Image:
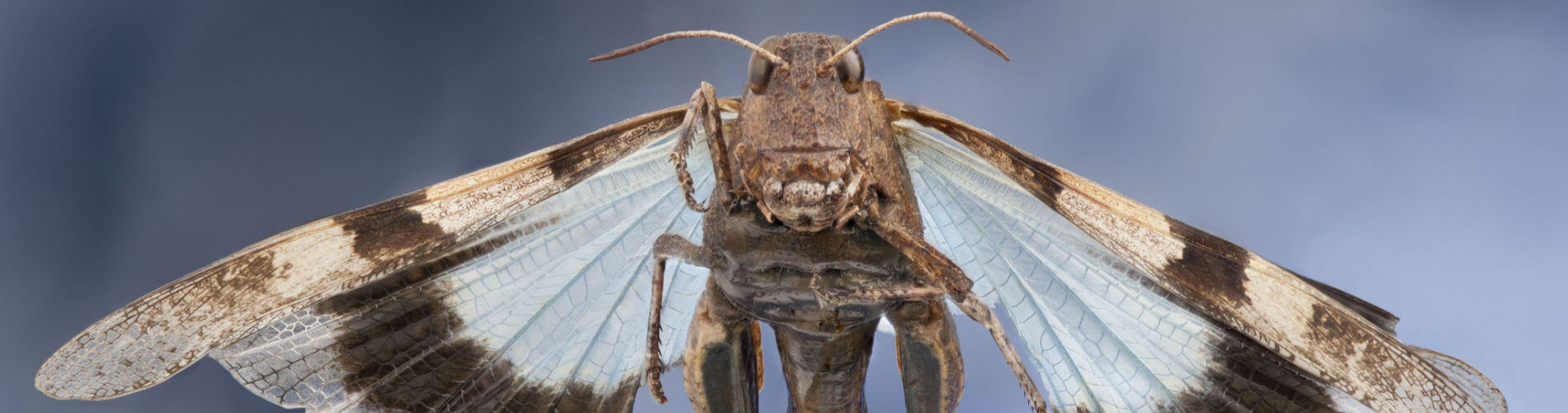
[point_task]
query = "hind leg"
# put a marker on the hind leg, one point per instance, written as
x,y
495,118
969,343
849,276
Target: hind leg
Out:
x,y
928,358
721,357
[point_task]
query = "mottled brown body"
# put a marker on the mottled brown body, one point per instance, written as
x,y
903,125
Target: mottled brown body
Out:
x,y
815,230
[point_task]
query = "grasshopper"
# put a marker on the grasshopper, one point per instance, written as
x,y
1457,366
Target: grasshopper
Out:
x,y
830,209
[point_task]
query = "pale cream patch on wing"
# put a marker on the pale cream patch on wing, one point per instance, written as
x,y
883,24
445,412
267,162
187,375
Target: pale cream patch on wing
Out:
x,y
328,249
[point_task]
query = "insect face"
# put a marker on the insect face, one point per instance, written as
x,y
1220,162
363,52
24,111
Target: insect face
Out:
x,y
803,129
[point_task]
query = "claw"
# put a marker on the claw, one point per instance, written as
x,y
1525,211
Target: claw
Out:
x,y
654,387
766,211
848,214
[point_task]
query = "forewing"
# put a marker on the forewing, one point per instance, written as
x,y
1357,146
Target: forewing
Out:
x,y
546,313
242,294
1125,308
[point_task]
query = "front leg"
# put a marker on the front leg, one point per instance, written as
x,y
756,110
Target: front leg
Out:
x,y
933,268
667,247
705,109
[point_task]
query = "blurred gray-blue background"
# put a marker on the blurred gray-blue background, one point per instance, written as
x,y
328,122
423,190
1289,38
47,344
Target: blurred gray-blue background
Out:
x,y
1409,153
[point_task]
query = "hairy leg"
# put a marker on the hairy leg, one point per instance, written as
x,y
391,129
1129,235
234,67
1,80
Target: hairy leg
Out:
x,y
667,247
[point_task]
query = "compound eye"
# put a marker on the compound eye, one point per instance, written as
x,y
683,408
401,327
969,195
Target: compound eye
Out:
x,y
758,73
852,71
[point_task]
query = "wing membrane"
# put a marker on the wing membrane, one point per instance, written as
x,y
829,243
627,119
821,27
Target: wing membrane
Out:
x,y
552,313
1136,270
1103,336
411,247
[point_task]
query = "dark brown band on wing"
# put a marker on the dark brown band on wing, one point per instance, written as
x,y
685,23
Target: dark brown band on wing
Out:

#####

▶ _Instructions for the task_: Do not include the images; transcribe the rest of the listing exactly.

▶ _The result_:
Image:
[point_task]
query = "hind leg"
# put a marker on the hind leg, one point per instance, written as
x,y
495,118
969,343
849,276
Target: hind leg
Out:
x,y
928,358
721,357
[point_task]
query = "mottled brown body"
# put a marker on the mottled brown body, one point per instance, written as
x,y
903,125
Target: mottled brown body
Out:
x,y
815,230
[point_task]
query = "grasshopper"
# put a marker on the grasshopper, one point per instance, written as
x,y
1457,366
Target: grasshopper
Out:
x,y
830,209
[point_task]
query = "pale cream patch on wing"
# put a marker on the pale cream patch on wing, one point per instance, written as
x,y
883,24
445,412
267,162
187,375
Target: pale cream patch on wing
Out:
x,y
328,249
[point_task]
query = "insect face"
# put a marker on the insect face, one point per instance, written as
x,y
1220,162
363,52
24,111
Target: insect face
Out:
x,y
803,129
[point_task]
query = "claw"
# put a marker on the claw, one point per instance, written as
x,y
1525,211
Target: claw
Out:
x,y
654,387
766,211
848,214
[point_task]
query = "forewing"
# put a marker on the forewing, one point per instance, written as
x,y
1357,146
Target: forewing
Out:
x,y
546,313
242,294
1125,308
[point_task]
query = "front leg"
# put a marker on the front leg, one point per instance, written as
x,y
756,110
Target: front leg
Out:
x,y
933,268
667,247
705,109
[point_task]
query = "blurred gray-blue background"
# put a marker on the blurred gray-blue background, one point per instance, written as
x,y
328,122
423,190
1289,38
47,344
Target: blurred gray-blue background
Out:
x,y
1409,153
[point_task]
query = "hairy leg"
# put a marker on the hairy leg, one point per instance, written as
x,y
391,129
1129,235
234,67
1,80
Target: hairy leg
Out:
x,y
667,247
[point_task]
query = "compound eye"
# put a marker on the compound eye, one point per instance, written as
x,y
683,408
401,327
969,195
Target: compound eye
Out:
x,y
758,73
852,71
[point_task]
query = "wing membrane"
# put a marker on the wing membrane, one point per instance, written as
x,y
829,243
627,119
821,27
Target: wing membrane
Out:
x,y
552,313
1136,270
1103,336
411,247
[point_task]
query = "dark brown band on wing"
# put a marker on the dark brown band on wing, one point per instance, written as
x,y
685,23
Target: dark brown band on wing
Out:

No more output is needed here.